### Your goal
In the records, find every line with the word "target" and copy it out.
————————
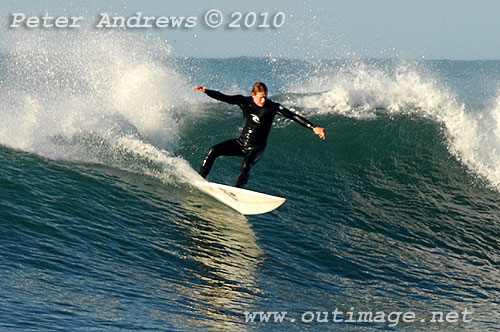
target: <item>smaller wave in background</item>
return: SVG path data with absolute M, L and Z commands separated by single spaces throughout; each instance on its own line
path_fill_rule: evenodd
M 467 104 L 425 63 L 403 61 L 393 67 L 364 62 L 341 66 L 292 90 L 299 94 L 292 104 L 308 114 L 360 120 L 407 114 L 436 121 L 444 128 L 450 153 L 500 190 L 500 96 L 484 106 Z

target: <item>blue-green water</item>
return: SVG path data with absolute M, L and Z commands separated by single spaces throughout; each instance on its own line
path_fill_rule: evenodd
M 0 330 L 498 329 L 499 61 L 30 42 L 0 61 Z M 248 94 L 256 80 L 327 140 L 277 118 L 247 188 L 287 202 L 244 217 L 190 185 L 242 125 L 191 86 Z M 240 163 L 217 160 L 210 180 L 233 184 Z M 260 311 L 287 316 L 246 321 Z M 385 322 L 346 321 L 360 311 Z

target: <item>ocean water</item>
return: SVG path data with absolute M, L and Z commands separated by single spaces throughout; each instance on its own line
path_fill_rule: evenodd
M 498 330 L 500 61 L 3 43 L 1 331 Z M 242 125 L 191 86 L 257 80 L 327 139 L 277 117 L 247 188 L 287 202 L 244 217 L 190 184 Z M 232 185 L 240 163 L 209 179 Z

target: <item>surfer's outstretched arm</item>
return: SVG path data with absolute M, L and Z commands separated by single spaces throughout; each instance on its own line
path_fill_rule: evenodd
M 204 93 L 206 93 L 207 96 L 209 96 L 213 99 L 216 99 L 218 101 L 223 101 L 223 102 L 228 103 L 228 104 L 239 104 L 242 102 L 242 99 L 245 98 L 242 95 L 234 95 L 234 96 L 225 95 L 222 92 L 219 92 L 216 90 L 210 90 L 204 86 L 195 86 L 193 88 L 193 90 L 198 90 L 200 92 L 204 92 Z
M 283 107 L 282 105 L 279 106 L 278 112 L 284 117 L 287 117 L 306 128 L 312 129 L 312 131 L 316 135 L 318 135 L 318 137 L 321 138 L 322 140 L 326 138 L 325 128 L 315 126 L 311 121 L 307 120 L 303 116 L 300 116 L 297 113 L 290 111 L 288 108 Z

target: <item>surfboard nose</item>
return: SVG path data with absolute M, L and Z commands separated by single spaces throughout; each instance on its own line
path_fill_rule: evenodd
M 252 190 L 208 181 L 196 181 L 195 187 L 244 215 L 263 214 L 279 208 L 286 199 Z

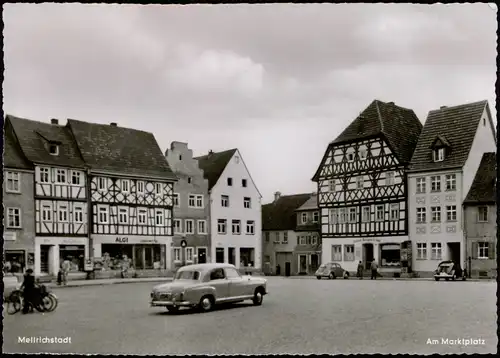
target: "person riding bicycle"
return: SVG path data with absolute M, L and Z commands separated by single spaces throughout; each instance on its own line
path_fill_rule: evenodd
M 37 306 L 39 302 L 39 292 L 35 286 L 35 276 L 33 276 L 33 270 L 27 269 L 24 275 L 24 281 L 21 285 L 24 296 L 24 306 L 23 313 L 28 313 L 30 311 L 30 303 L 33 306 Z

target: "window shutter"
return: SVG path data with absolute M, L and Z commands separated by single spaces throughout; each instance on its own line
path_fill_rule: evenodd
M 488 258 L 495 259 L 495 241 L 488 242 Z
M 477 259 L 477 250 L 478 250 L 478 243 L 477 241 L 472 241 L 472 252 L 471 252 L 471 256 L 473 259 Z

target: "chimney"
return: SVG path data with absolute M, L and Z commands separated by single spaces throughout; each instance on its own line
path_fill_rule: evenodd
M 391 106 L 394 106 L 394 102 L 387 102 L 387 104 L 391 105 Z
M 448 108 L 448 106 L 441 106 L 441 107 L 439 107 L 439 109 L 445 109 L 445 108 Z
M 212 156 L 212 154 L 214 154 L 214 151 L 213 151 L 212 149 L 210 149 L 210 150 L 208 151 L 208 157 L 211 157 L 211 156 Z
M 279 191 L 274 193 L 274 202 L 277 202 L 280 197 L 281 197 L 281 193 Z
M 115 122 L 111 122 L 109 125 L 110 125 L 111 127 L 117 127 L 117 126 L 118 126 Z
M 58 125 L 59 124 L 59 120 L 55 119 L 55 118 L 52 118 L 50 120 L 50 124 L 55 124 L 55 125 Z

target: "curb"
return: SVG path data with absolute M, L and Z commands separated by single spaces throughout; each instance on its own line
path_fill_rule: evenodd
M 158 278 L 154 280 L 141 280 L 141 281 L 112 281 L 112 282 L 99 282 L 99 280 L 96 280 L 96 282 L 89 282 L 89 283 L 75 283 L 71 284 L 68 283 L 68 285 L 65 286 L 59 286 L 57 284 L 50 284 L 47 285 L 50 288 L 55 288 L 55 289 L 60 289 L 60 288 L 71 288 L 71 287 L 84 287 L 84 286 L 107 286 L 107 285 L 120 285 L 120 284 L 131 284 L 131 283 L 146 283 L 146 282 L 171 282 L 171 278 Z
M 316 276 L 288 276 L 288 277 L 286 277 L 286 276 L 266 276 L 266 277 L 292 279 L 292 280 L 316 279 Z M 328 280 L 328 278 L 324 278 L 324 280 Z M 434 281 L 434 278 L 432 278 L 432 277 L 415 277 L 415 278 L 378 277 L 376 280 L 371 280 L 370 277 L 363 277 L 363 279 L 360 280 L 357 277 L 350 277 L 349 281 L 352 281 L 352 280 L 355 280 L 355 281 L 366 281 L 366 280 L 368 280 L 368 281 Z M 496 282 L 496 279 L 468 278 L 465 281 L 458 280 L 457 282 Z

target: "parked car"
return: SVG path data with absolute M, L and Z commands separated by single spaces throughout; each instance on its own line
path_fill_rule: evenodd
M 328 277 L 330 280 L 337 277 L 343 277 L 344 279 L 349 278 L 349 272 L 344 270 L 342 266 L 336 262 L 322 264 L 316 271 L 315 275 L 318 280 L 321 280 L 323 277 Z
M 465 281 L 465 276 L 465 272 L 460 267 L 460 264 L 452 260 L 440 262 L 436 271 L 434 271 L 434 279 L 436 281 L 439 281 L 440 279 L 445 279 L 446 281 L 449 281 L 450 279 L 452 281 L 461 279 L 462 281 Z
M 267 293 L 267 279 L 263 277 L 242 276 L 230 264 L 197 264 L 179 268 L 172 282 L 155 286 L 150 303 L 170 312 L 181 307 L 206 312 L 216 304 L 245 300 L 260 306 Z
M 9 297 L 9 295 L 18 290 L 21 287 L 21 283 L 19 282 L 17 276 L 9 273 L 5 273 L 3 277 L 3 297 Z

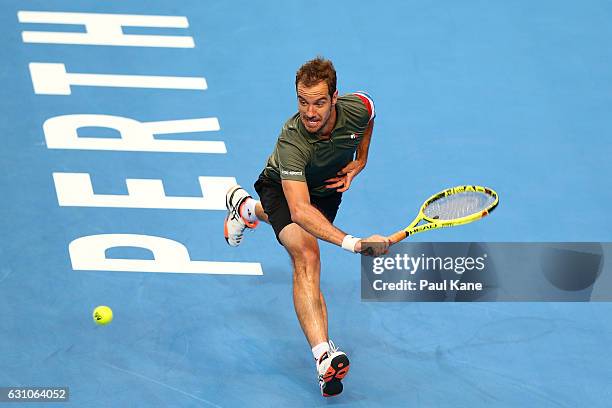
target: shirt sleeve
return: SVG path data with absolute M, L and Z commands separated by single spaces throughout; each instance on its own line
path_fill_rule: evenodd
————————
### Answer to the exercise
target: <item>smaller wave in background</item>
target: <item>blue-green water</item>
target: <item>ocean water</item>
target: <item>surfer's outstretched arm</item>
target: <item>surfboard nose</item>
target: "person riding bicycle"
target: "window shutter"
target: "chimney"
target: "curb"
target: "parked car"
target: shirt sleeve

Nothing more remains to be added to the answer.